Give again exactly, and only, the lines between the line holding "Would you be able to point at the green" and the end of the listing, both boundary lines included.

[[ Given data open ]]

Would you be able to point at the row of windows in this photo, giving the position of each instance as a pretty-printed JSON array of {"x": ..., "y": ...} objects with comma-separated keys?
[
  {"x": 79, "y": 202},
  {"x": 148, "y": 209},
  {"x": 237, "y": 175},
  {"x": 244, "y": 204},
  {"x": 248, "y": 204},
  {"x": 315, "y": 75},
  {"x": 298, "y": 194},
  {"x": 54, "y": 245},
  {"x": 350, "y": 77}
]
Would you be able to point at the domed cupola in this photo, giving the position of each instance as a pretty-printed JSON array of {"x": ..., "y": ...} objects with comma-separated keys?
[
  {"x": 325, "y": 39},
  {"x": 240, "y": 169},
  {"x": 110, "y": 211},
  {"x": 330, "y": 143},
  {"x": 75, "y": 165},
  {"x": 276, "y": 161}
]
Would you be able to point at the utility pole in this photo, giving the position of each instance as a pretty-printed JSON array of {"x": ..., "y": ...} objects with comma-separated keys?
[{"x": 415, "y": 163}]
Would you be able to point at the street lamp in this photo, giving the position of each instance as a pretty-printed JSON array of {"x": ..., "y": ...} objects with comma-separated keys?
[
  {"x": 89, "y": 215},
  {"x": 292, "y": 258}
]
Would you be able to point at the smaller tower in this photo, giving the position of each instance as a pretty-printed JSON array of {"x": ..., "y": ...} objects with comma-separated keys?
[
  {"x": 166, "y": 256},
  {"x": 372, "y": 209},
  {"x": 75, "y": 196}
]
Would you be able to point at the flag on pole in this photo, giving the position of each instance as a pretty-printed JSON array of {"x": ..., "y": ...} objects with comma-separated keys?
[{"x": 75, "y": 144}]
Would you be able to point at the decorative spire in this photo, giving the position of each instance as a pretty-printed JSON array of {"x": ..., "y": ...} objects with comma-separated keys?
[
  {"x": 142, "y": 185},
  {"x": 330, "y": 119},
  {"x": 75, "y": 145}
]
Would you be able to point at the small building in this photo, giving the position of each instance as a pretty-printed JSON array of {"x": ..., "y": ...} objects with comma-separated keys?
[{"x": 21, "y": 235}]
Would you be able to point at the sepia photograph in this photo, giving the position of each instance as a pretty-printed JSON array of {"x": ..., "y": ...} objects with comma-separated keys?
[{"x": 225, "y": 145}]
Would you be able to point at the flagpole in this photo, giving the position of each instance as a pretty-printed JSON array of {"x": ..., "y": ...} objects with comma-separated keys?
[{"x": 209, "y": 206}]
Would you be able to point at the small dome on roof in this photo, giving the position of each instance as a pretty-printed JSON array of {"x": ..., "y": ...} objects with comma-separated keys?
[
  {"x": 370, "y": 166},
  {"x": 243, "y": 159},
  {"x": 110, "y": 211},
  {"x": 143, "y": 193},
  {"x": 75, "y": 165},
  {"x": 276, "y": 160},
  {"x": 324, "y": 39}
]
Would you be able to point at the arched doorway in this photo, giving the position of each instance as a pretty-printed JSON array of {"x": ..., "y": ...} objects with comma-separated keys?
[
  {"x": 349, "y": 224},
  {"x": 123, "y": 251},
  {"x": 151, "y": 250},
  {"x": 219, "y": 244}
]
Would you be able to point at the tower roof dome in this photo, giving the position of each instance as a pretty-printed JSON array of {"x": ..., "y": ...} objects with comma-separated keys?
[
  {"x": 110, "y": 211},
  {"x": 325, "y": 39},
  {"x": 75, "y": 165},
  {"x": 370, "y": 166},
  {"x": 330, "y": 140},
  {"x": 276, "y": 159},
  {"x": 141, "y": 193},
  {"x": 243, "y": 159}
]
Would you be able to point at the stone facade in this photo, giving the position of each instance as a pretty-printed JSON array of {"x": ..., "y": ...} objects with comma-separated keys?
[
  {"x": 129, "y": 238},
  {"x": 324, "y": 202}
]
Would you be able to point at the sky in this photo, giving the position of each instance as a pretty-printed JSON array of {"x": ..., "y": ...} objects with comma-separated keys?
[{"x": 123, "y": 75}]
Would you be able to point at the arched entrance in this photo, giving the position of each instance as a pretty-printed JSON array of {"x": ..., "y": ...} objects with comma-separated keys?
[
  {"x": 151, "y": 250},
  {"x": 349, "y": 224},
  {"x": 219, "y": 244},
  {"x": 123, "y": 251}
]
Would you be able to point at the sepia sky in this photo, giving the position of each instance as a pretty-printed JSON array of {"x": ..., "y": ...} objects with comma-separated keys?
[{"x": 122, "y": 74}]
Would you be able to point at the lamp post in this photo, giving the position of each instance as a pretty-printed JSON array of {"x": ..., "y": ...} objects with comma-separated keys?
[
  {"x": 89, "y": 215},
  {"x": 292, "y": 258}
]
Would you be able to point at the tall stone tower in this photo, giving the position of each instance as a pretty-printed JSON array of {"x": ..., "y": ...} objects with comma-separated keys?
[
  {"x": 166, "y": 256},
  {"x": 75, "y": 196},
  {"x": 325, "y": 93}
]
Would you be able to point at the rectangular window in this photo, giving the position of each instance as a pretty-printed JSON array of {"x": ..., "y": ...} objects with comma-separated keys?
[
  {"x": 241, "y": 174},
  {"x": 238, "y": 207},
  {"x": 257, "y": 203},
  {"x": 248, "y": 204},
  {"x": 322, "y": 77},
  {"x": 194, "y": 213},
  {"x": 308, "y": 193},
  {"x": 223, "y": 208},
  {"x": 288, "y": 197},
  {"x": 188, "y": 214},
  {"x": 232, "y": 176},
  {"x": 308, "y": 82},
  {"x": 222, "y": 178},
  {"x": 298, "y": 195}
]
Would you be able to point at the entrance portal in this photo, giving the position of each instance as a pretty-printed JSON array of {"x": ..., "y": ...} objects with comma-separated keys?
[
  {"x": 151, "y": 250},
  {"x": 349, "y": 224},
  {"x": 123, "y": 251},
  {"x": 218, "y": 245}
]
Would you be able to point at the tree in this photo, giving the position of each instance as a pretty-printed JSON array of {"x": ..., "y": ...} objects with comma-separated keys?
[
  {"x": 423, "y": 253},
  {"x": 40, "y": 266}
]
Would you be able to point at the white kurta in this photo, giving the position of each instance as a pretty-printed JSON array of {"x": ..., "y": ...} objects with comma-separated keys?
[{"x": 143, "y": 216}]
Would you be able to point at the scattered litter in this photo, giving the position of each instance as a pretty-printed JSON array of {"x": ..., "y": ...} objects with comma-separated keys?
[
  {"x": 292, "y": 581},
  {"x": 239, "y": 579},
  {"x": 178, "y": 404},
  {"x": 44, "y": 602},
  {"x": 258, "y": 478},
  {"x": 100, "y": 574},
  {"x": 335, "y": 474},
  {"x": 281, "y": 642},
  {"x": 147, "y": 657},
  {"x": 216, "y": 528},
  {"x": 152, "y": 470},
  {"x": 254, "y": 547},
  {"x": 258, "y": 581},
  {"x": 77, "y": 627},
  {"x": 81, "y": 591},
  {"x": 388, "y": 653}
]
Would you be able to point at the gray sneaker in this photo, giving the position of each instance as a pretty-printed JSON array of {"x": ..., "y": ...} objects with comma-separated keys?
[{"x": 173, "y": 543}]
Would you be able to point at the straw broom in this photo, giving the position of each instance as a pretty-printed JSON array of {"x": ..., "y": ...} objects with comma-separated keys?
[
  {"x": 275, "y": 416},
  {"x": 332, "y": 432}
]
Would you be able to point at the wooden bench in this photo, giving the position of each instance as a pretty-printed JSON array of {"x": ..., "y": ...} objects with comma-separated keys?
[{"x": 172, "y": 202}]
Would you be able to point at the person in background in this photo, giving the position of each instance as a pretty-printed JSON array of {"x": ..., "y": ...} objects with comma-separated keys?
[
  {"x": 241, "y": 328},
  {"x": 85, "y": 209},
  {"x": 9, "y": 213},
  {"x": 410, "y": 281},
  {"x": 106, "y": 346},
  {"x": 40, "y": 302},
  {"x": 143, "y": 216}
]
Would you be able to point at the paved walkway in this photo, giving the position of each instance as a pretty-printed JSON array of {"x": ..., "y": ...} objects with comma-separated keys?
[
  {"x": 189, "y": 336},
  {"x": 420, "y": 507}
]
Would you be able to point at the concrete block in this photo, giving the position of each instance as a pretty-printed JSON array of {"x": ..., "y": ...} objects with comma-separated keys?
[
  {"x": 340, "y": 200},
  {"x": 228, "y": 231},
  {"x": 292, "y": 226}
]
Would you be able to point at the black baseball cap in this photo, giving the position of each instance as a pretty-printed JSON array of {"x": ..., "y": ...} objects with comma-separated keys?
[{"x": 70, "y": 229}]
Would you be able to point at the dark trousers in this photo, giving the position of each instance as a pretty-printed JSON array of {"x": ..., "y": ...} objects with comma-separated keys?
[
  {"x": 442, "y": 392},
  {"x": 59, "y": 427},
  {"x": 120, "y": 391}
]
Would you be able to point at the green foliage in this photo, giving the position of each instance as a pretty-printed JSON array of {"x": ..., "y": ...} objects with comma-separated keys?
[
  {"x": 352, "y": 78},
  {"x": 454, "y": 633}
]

[[ Given data closed ]]

** Reply **
Would you be able to point at the green foliage in this photo, giving the position of each instance as a pretty-printed JSON array of {"x": ..., "y": ...} objects with comma-separated keys?
[
  {"x": 352, "y": 78},
  {"x": 454, "y": 633}
]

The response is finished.